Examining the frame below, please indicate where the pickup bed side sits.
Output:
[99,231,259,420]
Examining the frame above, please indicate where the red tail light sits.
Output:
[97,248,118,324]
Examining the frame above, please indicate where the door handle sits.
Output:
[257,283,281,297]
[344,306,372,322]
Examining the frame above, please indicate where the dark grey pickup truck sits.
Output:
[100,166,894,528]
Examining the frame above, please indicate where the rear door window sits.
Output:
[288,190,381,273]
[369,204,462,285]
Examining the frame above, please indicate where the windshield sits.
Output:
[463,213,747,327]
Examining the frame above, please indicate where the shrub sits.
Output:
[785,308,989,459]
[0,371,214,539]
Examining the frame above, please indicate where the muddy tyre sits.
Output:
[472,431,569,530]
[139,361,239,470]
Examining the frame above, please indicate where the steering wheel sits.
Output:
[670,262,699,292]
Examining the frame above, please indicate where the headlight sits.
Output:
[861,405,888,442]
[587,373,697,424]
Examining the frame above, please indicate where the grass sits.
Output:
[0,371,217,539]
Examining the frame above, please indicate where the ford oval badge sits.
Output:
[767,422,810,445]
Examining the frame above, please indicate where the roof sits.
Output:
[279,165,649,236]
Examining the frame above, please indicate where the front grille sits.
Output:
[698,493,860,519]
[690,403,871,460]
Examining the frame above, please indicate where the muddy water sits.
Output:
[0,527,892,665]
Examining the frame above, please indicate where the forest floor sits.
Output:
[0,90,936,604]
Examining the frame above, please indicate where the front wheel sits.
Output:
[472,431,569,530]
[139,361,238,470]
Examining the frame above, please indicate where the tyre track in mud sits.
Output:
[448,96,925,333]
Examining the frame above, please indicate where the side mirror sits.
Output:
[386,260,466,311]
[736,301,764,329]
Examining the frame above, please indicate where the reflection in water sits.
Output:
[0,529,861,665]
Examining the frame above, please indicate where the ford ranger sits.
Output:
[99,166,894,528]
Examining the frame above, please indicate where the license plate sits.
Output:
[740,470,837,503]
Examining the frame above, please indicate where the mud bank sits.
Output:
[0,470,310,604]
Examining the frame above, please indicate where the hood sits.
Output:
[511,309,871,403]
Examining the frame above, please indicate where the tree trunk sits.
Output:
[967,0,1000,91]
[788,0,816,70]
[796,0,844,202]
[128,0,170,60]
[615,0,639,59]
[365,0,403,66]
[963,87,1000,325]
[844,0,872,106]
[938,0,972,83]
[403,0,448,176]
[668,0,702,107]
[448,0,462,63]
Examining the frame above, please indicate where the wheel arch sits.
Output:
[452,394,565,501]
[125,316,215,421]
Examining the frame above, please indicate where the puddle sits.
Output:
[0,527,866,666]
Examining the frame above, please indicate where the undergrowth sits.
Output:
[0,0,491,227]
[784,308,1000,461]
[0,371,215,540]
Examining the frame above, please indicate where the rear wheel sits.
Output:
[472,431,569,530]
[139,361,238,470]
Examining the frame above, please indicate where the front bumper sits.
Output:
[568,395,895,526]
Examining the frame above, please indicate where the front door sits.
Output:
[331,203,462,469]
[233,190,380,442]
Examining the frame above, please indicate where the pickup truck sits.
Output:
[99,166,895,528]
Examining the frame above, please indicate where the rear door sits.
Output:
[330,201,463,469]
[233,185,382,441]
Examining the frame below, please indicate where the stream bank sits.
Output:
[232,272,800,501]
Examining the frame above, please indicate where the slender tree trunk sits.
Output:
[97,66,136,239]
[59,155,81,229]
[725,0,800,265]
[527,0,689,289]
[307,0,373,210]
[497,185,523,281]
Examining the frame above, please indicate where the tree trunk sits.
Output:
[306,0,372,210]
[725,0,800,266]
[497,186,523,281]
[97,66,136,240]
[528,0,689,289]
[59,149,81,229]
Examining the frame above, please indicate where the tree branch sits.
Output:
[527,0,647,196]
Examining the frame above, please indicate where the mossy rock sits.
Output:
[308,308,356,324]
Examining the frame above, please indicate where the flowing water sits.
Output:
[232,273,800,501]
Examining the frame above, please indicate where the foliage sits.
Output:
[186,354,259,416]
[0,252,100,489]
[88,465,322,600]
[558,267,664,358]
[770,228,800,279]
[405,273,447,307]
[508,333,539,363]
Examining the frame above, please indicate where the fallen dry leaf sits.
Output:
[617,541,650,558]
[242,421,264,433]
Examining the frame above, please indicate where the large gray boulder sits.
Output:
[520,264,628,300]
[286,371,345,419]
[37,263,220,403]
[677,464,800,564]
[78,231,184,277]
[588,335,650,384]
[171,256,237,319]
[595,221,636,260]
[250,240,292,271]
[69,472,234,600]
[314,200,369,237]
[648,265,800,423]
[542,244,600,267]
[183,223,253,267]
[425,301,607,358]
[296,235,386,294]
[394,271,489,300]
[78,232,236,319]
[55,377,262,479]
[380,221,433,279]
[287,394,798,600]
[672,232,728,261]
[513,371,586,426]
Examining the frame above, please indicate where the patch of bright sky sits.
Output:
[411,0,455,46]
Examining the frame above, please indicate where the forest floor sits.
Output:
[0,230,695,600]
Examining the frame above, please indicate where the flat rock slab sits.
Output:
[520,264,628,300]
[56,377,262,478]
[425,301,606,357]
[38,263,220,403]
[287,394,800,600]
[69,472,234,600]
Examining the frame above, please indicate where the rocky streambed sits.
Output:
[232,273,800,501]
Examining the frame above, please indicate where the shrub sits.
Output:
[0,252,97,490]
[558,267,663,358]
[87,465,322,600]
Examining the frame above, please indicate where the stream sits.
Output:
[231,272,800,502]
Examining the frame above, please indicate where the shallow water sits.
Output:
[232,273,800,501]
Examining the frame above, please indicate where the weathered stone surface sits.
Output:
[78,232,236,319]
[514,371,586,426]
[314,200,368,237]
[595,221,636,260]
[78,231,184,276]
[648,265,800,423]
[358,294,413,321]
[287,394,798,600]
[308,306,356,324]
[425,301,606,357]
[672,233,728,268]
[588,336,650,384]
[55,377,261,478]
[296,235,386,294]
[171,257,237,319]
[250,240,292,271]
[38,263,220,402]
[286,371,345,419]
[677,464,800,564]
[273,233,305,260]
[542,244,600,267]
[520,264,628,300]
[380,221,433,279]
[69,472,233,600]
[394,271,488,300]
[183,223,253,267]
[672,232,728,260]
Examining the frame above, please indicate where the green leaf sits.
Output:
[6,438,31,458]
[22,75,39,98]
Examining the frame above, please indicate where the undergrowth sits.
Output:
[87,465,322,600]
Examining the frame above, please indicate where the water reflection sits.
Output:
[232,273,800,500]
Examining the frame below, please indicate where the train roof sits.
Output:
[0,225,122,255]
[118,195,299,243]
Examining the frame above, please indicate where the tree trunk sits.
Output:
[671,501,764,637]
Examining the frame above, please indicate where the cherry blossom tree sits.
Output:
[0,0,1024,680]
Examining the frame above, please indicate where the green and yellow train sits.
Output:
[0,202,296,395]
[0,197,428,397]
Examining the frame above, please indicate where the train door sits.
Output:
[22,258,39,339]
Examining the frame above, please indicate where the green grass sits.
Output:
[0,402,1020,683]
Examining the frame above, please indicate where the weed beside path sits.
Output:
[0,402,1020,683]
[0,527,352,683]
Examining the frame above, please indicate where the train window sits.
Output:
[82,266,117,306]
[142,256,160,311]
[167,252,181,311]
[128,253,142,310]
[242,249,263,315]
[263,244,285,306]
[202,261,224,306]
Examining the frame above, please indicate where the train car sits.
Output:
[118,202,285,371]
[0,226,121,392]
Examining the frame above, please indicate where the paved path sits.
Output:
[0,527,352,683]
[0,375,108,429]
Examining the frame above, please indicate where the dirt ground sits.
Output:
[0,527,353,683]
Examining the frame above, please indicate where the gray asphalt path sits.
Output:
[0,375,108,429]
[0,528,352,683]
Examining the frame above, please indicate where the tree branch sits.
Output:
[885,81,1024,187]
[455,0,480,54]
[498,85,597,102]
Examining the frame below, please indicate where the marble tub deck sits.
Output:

▶ DIRECTIONS
Please rewrite the lines from the very first one through the line containing "[0,90,936,604]", both included, with "tyre" replaced by "tire" and nothing else changed.

▶ SOLUTION TO THIS PROBLEM
Examining the frame below, please indicate where the pickup bed side sits.
Output:
[99,231,259,420]
Examining the frame above, please indicate where the red tail light sits.
Output:
[97,248,118,324]
Examining the frame above, please indicate where the door handle sits.
Output:
[257,283,281,297]
[344,306,372,322]
Examining the frame above, please indicate where the dark grey pickup truck sits.
Output:
[100,166,894,528]
Examining the frame above, please indicate where the rear door window sits.
Output:
[288,190,381,273]
[369,204,462,285]
Examining the frame above, please indicate where the windshield sits.
Output:
[463,213,747,327]
Examining the frame above, please indicate where the shrub sits.
Output:
[785,308,989,459]
[0,371,214,539]
Examining the frame above, please indicate where the muddy tire sits.
Output:
[472,431,569,530]
[139,361,239,470]
Examining the frame above, please indicate where the steering wheel sits.
Output:
[670,262,699,292]
Examining the frame above, please indicate where the headlight sits.
Output:
[861,405,888,442]
[587,373,697,424]
Examining the frame above, please indicate where the grass sits.
Output:
[0,371,217,539]
Examining the frame above, please indicate where the ford oval badge sits.
Output:
[767,422,810,445]
Examining the frame above, please indicate where the roof sits.
Output:
[279,165,649,236]
Examining the frame above, please indicate where the front grille sits.
Output:
[698,493,860,519]
[690,403,871,460]
Examining the frame above, please indicate where the muddy water sits.
Output:
[0,527,892,665]
Examining the frame above, please indicate where the forest floor sits.
Output:
[0,90,936,604]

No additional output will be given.